It appears much like a standard bell nozzle, but at the throat is a 'centrebody' or 'pintle' which deflects the flow toward the walls. The exhaust gas flows past this in a more outward direction than in standard bell nozzles while expanding before being turned toward the exit. This allows for shorter nozzles than the standard design while maintaining nozzle expansion ratios. Because of the atmospheric boundary, the atmospheric pressure affects the exit area ratio so that atmospheric compensation can be obtained up to the geometric maximum allowed by the specific nozzle.

The nozzle operates in two distinct modes: open and closed. In closed wake mode, the exhaust gas fills the entire nozzle exit area. The ambient pressure at which the wake changes from open to closed modes is called the design pressure. If the ambient pressure reduces any further, additional expansion will occur outside the nozzle much like a standard bell nozzle and no altitude compensation effect will be gained. In open wake mode, the exit area is dependent on the ambient pressure and the exhaust gas exits the nozzle as an annulus as it does not fill the entire nozzle. Because the ambient pressure controls the exit area, the area ratio should be perfectly compensating to the altitude up to the design pressure.

If the pintle is designed to move along its axis of rotation, the throat area can be varied. This would allow for effective throttling, while maintaining chamber pressure.

Like the aerospike and plug nozzles, if modular combustion chambers were used in place of a single combustion chamber, then thrust vectoring would be achievable by throttling the flow to various chambers.

== Developed models ==
The ED nozzle has been known about since the 1960s and there has been several attempts to develop it, with several reaching the level of static hot-firings. These include the 'Expansion-Deflection 50k' (Rocketdyne), the 'Expansion-Deflection 10k' (Rocketdyne) and the RD-0126 (CADB). Rocketdyne also developed a third, smaller E-D nozzle.

## Records shown:
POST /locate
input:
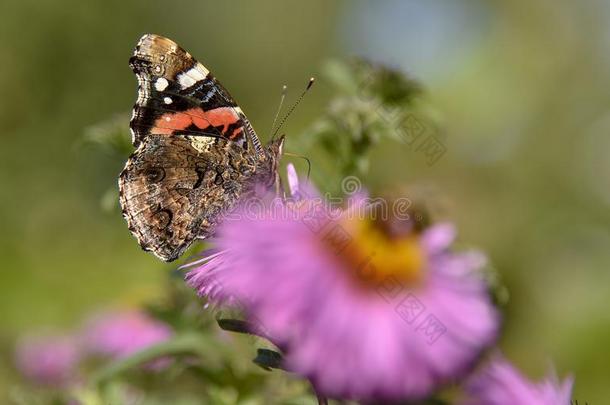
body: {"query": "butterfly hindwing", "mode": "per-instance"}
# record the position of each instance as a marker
(179, 96)
(172, 193)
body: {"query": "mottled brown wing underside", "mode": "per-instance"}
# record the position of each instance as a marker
(172, 193)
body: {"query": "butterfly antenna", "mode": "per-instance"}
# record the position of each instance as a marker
(304, 158)
(311, 81)
(279, 108)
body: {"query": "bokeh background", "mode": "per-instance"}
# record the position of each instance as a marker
(521, 90)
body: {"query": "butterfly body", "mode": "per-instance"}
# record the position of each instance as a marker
(196, 153)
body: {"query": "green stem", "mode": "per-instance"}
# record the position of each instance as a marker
(190, 343)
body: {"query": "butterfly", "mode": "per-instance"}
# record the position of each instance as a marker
(196, 154)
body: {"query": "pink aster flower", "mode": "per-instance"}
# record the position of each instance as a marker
(121, 334)
(48, 360)
(501, 384)
(363, 308)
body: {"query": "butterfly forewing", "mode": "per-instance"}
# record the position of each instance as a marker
(179, 96)
(196, 152)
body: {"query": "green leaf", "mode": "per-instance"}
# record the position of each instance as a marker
(268, 359)
(188, 343)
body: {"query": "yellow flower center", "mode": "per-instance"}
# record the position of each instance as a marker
(374, 255)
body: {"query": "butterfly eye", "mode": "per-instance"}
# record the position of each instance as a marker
(155, 174)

## Task 1:
In the passage on the expansion-deflection nozzle, what is the name for the ambient pressure at which the wake changes from open to closed mode?
## Task 2:
Carry on the passage about the expansion-deflection nozzle from its final sentence.
You can set the records aside; they play no part in what comes next.

## Answer 1:
It is called the design pressure.

## Answer 2:
Rocketdyne carried out their work during an initial surge in interest in the 1960s, initially developing the E-D 50k nozzle, which had a chamber pressure of 20.7 bar (2.07 MPa) delivering a thrust of 50,000 lbf and was uncooled, allowing it to be tested for a couple seconds at a time. The E-D 10k nozzle had a chamber pressure of 15.5 bar (1.55 MPa) delivering 10,000 lbf, a cooled-thrust chamber and was tested in an altitude simulation facility. The smaller E-D nozzle developed 9900 lbf and was also used to test the altitude compensation ability. These tests confirmed a performance advantage over equivalent bell nozzles.

The Chemical Automatics Design Bureau E-D nozzle was fully cooled and used for hot-fire tests in 1998. Its centrebody houses the combustion chamber (much like the Astrium design mentioned below) allowing for a reduction in length, beyond that of the improved contouring.

Wickman Spacecraft & Propulsion Company have developed and static-tested a solid motor in conjunction with an E-D.

In 2010, the University of Bristol, UK, successfully tested gaseous hydrogen/air propellants as part of the STERN project. They are also involved in developing knowledge of the in-flight behaviour of the E-D nozzle using a hybrid rocket motor.

== Potential uses ==
While research into this nozzle continues, it could be used before all its advantages are developed. As an upper stage, where it would be used in a low ambient pressure/vacuum environment specifically in closed wake mode, an E-D nozzle would offer weight reductions, length reductions and a potential increase to the specific impulse over bell nozzles (depending on engine cycle) allowing increased payloads. A study suggests it could add an additional 180 kg to the payload of an Ariane 5 over the new Vinci engine provided it is also an expander cycle. Such a nozzle could be brought into service before its altitude compensation abilities were developed.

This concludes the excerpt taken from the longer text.